Task objective:
In the forum thread below, how would you render "The park will be open the first of Dec." in Spanish?

Extract to read:
┄┄┄┄┄┄

Right on brother, looking sharp!


----------



## Brutus (May 29, 2007)

Lookin' great! Where ya doing this at? May have to stop by, if it's any where close!

That bridge kind of looks like the one in Liverpool, am I right?

upon further review of the surrounding area, that isn't Liverpool.... where ya to?


----------



## Tylerb (Jan 14, 2011)

Brutus said:


> Lookin' great! Where ya doing this at? May have to stop by, if it's any where close!
> 
> That bridge kind of looks like the one in Liverpool, am I right?
> 
> upon further review of the surrounding area, that isn't Liverpool.... where ya to?


Thanks!

Im in Truro, that is the bridge that separates Truro, and Bible Hill. The park will be open the first of Dec. Let me know if you decide to come through and we could meet up for a few suds if ya wanted!


----------



## Brutus (May 29, 2007)

Tylerb said:


> Thanks!
> 
> Im in Truro, that is the bridge that separates Truro, and Bible Hill. The park will be open the first of Dec. Let me know if you decide to come through and we could meet up for a few suds if ya wanted!


Ahh, ok, I know the area. Neat.


----------



## Gus Dering (Oct 14, 2008)

Way to go there Stud :thumbsup:

As a guy old enough to be your dad, I'm proud to see you doing so well.:thumbup:

How are you getting along with the rest of your gang of merry wen?


----------



## robert c1 (Mar 11, 2007)

Looks great!
Tell me about the center hub, what was the process for machining that?


----------



## Tylerb (Jan 14, 2011)

robert c1 said:


> Looks great!
> Tell me about the center hub, what was the process for machining that?


The first step was to lay it out, with a given width, the formula to determine the sides of your octagon is X(Side)=W(width)x .4142.Then we worked from the top down, figuring for 12" above the rafters, then the length of the plumb cut, and simply visually scaled the drop to the smaller part at the bottom. I put the horizontal chamfers(sp) around the post. Then ripped the sides down in two passes with a skil saw, and a handsaw to get through the middle (would have been great to have a beam saw but no dice). I left them a 16th strong so I could take out any scowls with the electric plane. Then with A skil saw and pulp saw narrowed up the bottom, chamfered off the bottom corners, and the new sides. Then roughed the whole thing up with some 40 grit. Took a full day to make it.

┄┄┄┄┄┄

(Boundary annotation records)
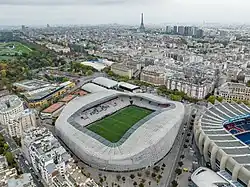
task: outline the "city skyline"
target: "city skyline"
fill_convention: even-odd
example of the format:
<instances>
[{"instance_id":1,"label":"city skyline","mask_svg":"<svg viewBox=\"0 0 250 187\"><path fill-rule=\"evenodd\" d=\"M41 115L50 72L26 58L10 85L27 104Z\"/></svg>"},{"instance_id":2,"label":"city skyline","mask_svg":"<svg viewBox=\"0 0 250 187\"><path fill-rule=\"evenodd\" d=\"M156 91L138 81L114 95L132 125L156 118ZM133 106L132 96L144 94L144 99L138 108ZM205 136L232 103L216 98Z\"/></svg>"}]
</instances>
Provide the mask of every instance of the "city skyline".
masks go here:
<instances>
[{"instance_id":1,"label":"city skyline","mask_svg":"<svg viewBox=\"0 0 250 187\"><path fill-rule=\"evenodd\" d=\"M11 0L0 2L1 25L241 23L248 24L246 0L95 0L53 2ZM222 12L222 10L227 10Z\"/></svg>"}]
</instances>

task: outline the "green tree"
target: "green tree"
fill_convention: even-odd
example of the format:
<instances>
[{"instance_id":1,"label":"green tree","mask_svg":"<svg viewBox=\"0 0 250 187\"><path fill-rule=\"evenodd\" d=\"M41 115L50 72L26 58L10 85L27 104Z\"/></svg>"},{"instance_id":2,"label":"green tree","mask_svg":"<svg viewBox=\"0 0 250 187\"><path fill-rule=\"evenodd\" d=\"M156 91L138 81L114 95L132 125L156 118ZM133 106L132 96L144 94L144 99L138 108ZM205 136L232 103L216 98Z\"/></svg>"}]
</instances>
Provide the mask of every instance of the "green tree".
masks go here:
<instances>
[{"instance_id":1,"label":"green tree","mask_svg":"<svg viewBox=\"0 0 250 187\"><path fill-rule=\"evenodd\" d=\"M212 103L212 104L214 104L214 102L215 102L215 96L214 95L209 96L209 98L207 99L207 101L210 102L210 103Z\"/></svg>"},{"instance_id":2,"label":"green tree","mask_svg":"<svg viewBox=\"0 0 250 187\"><path fill-rule=\"evenodd\" d=\"M69 78L67 78L67 77L64 77L64 78L62 79L62 82L67 82L67 81L69 81Z\"/></svg>"},{"instance_id":3,"label":"green tree","mask_svg":"<svg viewBox=\"0 0 250 187\"><path fill-rule=\"evenodd\" d=\"M119 181L121 179L121 175L116 175L116 179Z\"/></svg>"},{"instance_id":4,"label":"green tree","mask_svg":"<svg viewBox=\"0 0 250 187\"><path fill-rule=\"evenodd\" d=\"M143 184L143 183L140 183L140 184L139 184L139 187L144 187L144 184Z\"/></svg>"},{"instance_id":5,"label":"green tree","mask_svg":"<svg viewBox=\"0 0 250 187\"><path fill-rule=\"evenodd\" d=\"M130 178L131 178L131 179L134 179L134 178L135 178L135 175L134 175L134 174L131 174L131 175L130 175Z\"/></svg>"},{"instance_id":6,"label":"green tree","mask_svg":"<svg viewBox=\"0 0 250 187\"><path fill-rule=\"evenodd\" d=\"M176 173L177 175L180 175L180 174L182 173L182 171L181 171L180 168L176 168L175 173Z\"/></svg>"},{"instance_id":7,"label":"green tree","mask_svg":"<svg viewBox=\"0 0 250 187\"><path fill-rule=\"evenodd\" d=\"M216 97L217 101L222 102L223 101L223 97Z\"/></svg>"},{"instance_id":8,"label":"green tree","mask_svg":"<svg viewBox=\"0 0 250 187\"><path fill-rule=\"evenodd\" d=\"M94 73L94 72L93 72L92 70L88 70L88 71L86 72L86 75L87 75L87 76L90 76L90 75L93 75L93 73Z\"/></svg>"},{"instance_id":9,"label":"green tree","mask_svg":"<svg viewBox=\"0 0 250 187\"><path fill-rule=\"evenodd\" d=\"M4 70L4 69L1 70L1 77L2 77L2 78L3 78L3 77L6 77L6 75L7 75L7 74L6 74L6 70Z\"/></svg>"},{"instance_id":10,"label":"green tree","mask_svg":"<svg viewBox=\"0 0 250 187\"><path fill-rule=\"evenodd\" d=\"M248 86L248 87L250 87L250 80L249 80L249 81L247 81L247 86Z\"/></svg>"},{"instance_id":11,"label":"green tree","mask_svg":"<svg viewBox=\"0 0 250 187\"><path fill-rule=\"evenodd\" d=\"M5 143L5 144L3 145L3 147L4 147L4 150L5 150L5 151L7 151L7 150L9 149L9 145L8 145L7 143Z\"/></svg>"},{"instance_id":12,"label":"green tree","mask_svg":"<svg viewBox=\"0 0 250 187\"><path fill-rule=\"evenodd\" d=\"M14 161L12 153L11 152L6 152L5 153L5 157L6 157L6 160L8 162L8 165L11 166L11 167L13 167L15 161Z\"/></svg>"},{"instance_id":13,"label":"green tree","mask_svg":"<svg viewBox=\"0 0 250 187\"><path fill-rule=\"evenodd\" d=\"M180 95L170 94L170 99L173 101L181 101L182 97Z\"/></svg>"},{"instance_id":14,"label":"green tree","mask_svg":"<svg viewBox=\"0 0 250 187\"><path fill-rule=\"evenodd\" d=\"M178 186L178 182L176 180L173 180L171 182L171 184L172 184L172 187L177 187Z\"/></svg>"},{"instance_id":15,"label":"green tree","mask_svg":"<svg viewBox=\"0 0 250 187\"><path fill-rule=\"evenodd\" d=\"M182 166L183 166L183 162L182 162L182 161L178 162L178 165L179 165L180 167L182 167Z\"/></svg>"},{"instance_id":16,"label":"green tree","mask_svg":"<svg viewBox=\"0 0 250 187\"><path fill-rule=\"evenodd\" d=\"M2 155L4 153L4 148L0 147L0 155Z\"/></svg>"}]
</instances>

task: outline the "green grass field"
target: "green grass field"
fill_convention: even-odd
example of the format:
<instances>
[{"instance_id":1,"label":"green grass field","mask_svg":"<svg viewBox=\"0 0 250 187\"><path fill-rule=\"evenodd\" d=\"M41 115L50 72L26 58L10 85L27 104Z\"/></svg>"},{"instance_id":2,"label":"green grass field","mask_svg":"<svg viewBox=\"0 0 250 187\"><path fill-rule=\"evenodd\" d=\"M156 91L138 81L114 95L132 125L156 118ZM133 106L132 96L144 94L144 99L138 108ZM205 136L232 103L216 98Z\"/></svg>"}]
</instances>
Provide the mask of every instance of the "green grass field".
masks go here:
<instances>
[{"instance_id":1,"label":"green grass field","mask_svg":"<svg viewBox=\"0 0 250 187\"><path fill-rule=\"evenodd\" d=\"M112 143L121 137L138 121L153 111L137 106L128 106L100 121L90 124L87 129L99 134Z\"/></svg>"},{"instance_id":2,"label":"green grass field","mask_svg":"<svg viewBox=\"0 0 250 187\"><path fill-rule=\"evenodd\" d=\"M0 56L16 56L24 53L29 54L31 51L32 50L29 47L19 42L0 43Z\"/></svg>"}]
</instances>

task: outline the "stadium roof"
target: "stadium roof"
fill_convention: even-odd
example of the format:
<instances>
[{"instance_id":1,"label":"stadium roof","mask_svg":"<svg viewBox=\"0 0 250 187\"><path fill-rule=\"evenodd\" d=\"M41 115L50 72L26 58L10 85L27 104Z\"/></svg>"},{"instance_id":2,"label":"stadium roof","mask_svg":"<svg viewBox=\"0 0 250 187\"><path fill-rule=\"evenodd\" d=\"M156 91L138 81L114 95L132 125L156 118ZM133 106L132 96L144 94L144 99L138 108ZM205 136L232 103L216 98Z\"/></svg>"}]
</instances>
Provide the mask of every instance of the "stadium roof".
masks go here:
<instances>
[{"instance_id":1,"label":"stadium roof","mask_svg":"<svg viewBox=\"0 0 250 187\"><path fill-rule=\"evenodd\" d=\"M98 61L97 62L95 62L95 61L93 61L93 62L85 61L85 62L81 62L81 64L86 65L86 66L91 66L91 67L93 67L94 69L96 69L98 71L101 71L106 67L105 64L100 63Z\"/></svg>"},{"instance_id":2,"label":"stadium roof","mask_svg":"<svg viewBox=\"0 0 250 187\"><path fill-rule=\"evenodd\" d=\"M93 83L87 83L87 84L84 84L81 89L89 92L89 93L96 93L96 92L102 92L102 91L107 91L106 88L103 88L101 86L98 86L96 84L93 84Z\"/></svg>"},{"instance_id":3,"label":"stadium roof","mask_svg":"<svg viewBox=\"0 0 250 187\"><path fill-rule=\"evenodd\" d=\"M76 128L69 121L77 111L82 111L83 107L88 105L98 104L116 98L117 96L134 96L141 97L149 101L154 101L159 104L168 104L169 107L162 109L156 115L152 116L144 121L143 125L139 126L122 144L110 147L104 143L93 138L89 134L85 133L83 127ZM89 106L90 107L90 106ZM166 137L166 134L171 130L175 129L176 124L181 124L185 113L185 108L182 103L168 101L161 97L152 96L150 94L133 94L123 93L113 90L97 92L79 97L72 100L59 116L56 121L57 133L66 136L65 140L70 141L72 146L77 145L77 152L79 154L87 153L92 155L91 159L106 160L107 162L120 163L124 160L124 165L131 165L131 162L139 162L131 160L131 157L136 157L141 154L144 150L147 150L147 157L154 157L153 155L147 155L151 152L151 149L156 143L162 142ZM152 113L154 114L154 113ZM178 114L178 115L176 115ZM171 136L171 135L169 135ZM167 141L168 144L174 141L175 137L169 137L171 140ZM172 133L174 136L174 133ZM164 140L165 142L165 140ZM163 143L163 142L162 142ZM170 147L169 147L170 148ZM156 159L155 157L154 159ZM101 162L100 161L100 162ZM97 161L99 162L99 161ZM143 161L142 161L143 162ZM147 162L149 165L150 163ZM127 168L124 168L127 169Z\"/></svg>"},{"instance_id":4,"label":"stadium roof","mask_svg":"<svg viewBox=\"0 0 250 187\"><path fill-rule=\"evenodd\" d=\"M105 77L97 77L92 82L105 88L114 88L118 85L117 81Z\"/></svg>"},{"instance_id":5,"label":"stadium roof","mask_svg":"<svg viewBox=\"0 0 250 187\"><path fill-rule=\"evenodd\" d=\"M233 187L217 173L205 167L195 170L191 179L198 187Z\"/></svg>"},{"instance_id":6,"label":"stadium roof","mask_svg":"<svg viewBox=\"0 0 250 187\"><path fill-rule=\"evenodd\" d=\"M7 95L0 98L0 112L12 110L22 104L20 98L16 95Z\"/></svg>"},{"instance_id":7,"label":"stadium roof","mask_svg":"<svg viewBox=\"0 0 250 187\"><path fill-rule=\"evenodd\" d=\"M122 87L125 87L125 88L130 89L130 90L135 90L135 89L140 88L139 86L136 86L136 85L133 85L133 84L130 84L127 82L119 82L118 86L122 86Z\"/></svg>"},{"instance_id":8,"label":"stadium roof","mask_svg":"<svg viewBox=\"0 0 250 187\"><path fill-rule=\"evenodd\" d=\"M224 128L225 124L249 117L250 108L243 103L217 102L201 113L199 128L224 154L227 154L242 166L249 166L249 145Z\"/></svg>"}]
</instances>

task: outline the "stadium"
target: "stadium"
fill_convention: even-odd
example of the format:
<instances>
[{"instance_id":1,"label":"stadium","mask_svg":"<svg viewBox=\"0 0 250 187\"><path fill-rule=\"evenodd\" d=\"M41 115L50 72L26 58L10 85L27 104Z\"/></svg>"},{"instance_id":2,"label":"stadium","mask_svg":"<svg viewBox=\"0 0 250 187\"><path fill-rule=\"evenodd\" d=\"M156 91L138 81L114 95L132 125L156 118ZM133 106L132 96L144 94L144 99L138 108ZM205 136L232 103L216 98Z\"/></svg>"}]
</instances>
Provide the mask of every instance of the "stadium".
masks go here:
<instances>
[{"instance_id":1,"label":"stadium","mask_svg":"<svg viewBox=\"0 0 250 187\"><path fill-rule=\"evenodd\" d=\"M86 164L106 171L153 165L171 149L185 114L182 103L114 90L72 100L56 133Z\"/></svg>"},{"instance_id":2,"label":"stadium","mask_svg":"<svg viewBox=\"0 0 250 187\"><path fill-rule=\"evenodd\" d=\"M244 104L216 103L195 122L195 141L205 162L231 181L250 186L250 108Z\"/></svg>"}]
</instances>

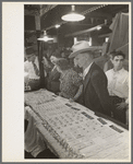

┄┄┄┄┄┄

Complete response:
El parque estará abierto el primero de diciembre.